Point-per-instance localization data
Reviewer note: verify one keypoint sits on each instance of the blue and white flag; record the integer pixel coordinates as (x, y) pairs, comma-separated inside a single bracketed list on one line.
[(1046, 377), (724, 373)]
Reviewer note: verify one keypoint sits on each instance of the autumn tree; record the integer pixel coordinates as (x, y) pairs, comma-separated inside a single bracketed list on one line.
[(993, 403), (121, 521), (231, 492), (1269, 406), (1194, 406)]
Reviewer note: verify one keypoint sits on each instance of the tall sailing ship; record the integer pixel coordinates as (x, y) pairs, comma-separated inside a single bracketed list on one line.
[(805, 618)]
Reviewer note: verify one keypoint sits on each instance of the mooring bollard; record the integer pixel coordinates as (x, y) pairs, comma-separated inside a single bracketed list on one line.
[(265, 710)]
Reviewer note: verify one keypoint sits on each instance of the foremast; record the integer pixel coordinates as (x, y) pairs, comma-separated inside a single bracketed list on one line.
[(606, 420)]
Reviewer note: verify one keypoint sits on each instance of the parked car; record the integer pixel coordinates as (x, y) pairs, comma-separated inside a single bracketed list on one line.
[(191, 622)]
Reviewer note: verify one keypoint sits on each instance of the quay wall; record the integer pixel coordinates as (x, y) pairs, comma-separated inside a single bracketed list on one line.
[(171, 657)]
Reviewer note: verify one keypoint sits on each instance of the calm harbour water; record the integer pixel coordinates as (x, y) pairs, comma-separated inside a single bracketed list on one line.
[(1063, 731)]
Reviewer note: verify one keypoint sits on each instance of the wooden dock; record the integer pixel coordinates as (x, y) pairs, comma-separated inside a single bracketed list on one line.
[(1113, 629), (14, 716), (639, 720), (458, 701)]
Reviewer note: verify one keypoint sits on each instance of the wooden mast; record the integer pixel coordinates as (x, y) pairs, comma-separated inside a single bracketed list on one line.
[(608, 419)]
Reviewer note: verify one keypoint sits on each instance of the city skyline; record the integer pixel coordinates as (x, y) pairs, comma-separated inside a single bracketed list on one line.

# WHAT THE EXERCISE ASKS:
An exact reproduction of all the records is required.

# WRITTEN ANSWER:
Reviewer note: verify one keypoint sits on each instance of the blue and white flag; record the integer pixel coordinates as (x, y) pairs, comma-separated inside a single bracketed list on one line.
[(1046, 377), (724, 373)]
Reviewer note: verify one keypoint sits on each instance of the autumn tree; record the integer pixel coordinates as (x, y) pairs, comma-separated inside a single bracketed list on one line.
[(993, 403), (121, 521), (231, 492), (1269, 406), (1194, 406)]
Reviewer note: verify one keypoint sits on each instance of the tall sailing ship; record the integer pixel coordinates as (x, y) pairs, comma-separated inside a single bracketed list on one line.
[(805, 618)]
Reviewer note: verify one keypoint sits on each instance of the mooring bollard; record the integer pixel coordinates as (x, y) pairs, comma-separated inside a single bracketed list on one line.
[(265, 710)]
Reviewer note: verify one keypoint sits on each instance of the foremast; record the integer pixel coordinates as (x, y) pairs, comma-separated inside a single bracketed list on one line.
[(606, 420)]
Reviewer note: verify one keypoint sits on each instance of the parked car; record the integer pixel coordinates as (x, y) pairs, comma-separated inside a single bracketed list on one line.
[(191, 622)]
Reviewer note: verify one keypoint sits on each instance of the quay wall; record the integer pixel coordinates as (x, y) pairs, comma-separated inside a single bracketed list on one line.
[(171, 657)]
Reviewer note: verify one keypoint sits on each instance of the calm harbour water; record the integer pixel coordinates as (x, y) pairs, comma-separated inside a single bracketed list on one line.
[(1063, 731)]
Reviewer note: verify one keypoint sits on each instance of the wooden dock; record the integer pixel coordinates as (x, y) pairs, comma-separated inside a single bracketed list on one line.
[(1113, 629), (14, 716), (639, 720), (458, 701)]
Reviewer note: verify one keypoint sits on each instance of the wooden mast; record the integer pixel coordinates as (x, y) pairs, comma-separated inside a single bracketed list on one line.
[(608, 419)]
Reviewer note: verify one keypoint sits on each instance of the city skyline; record the integer pixel coordinates as (x, y) pairs, comma-separated inside a single bracketed list on one line.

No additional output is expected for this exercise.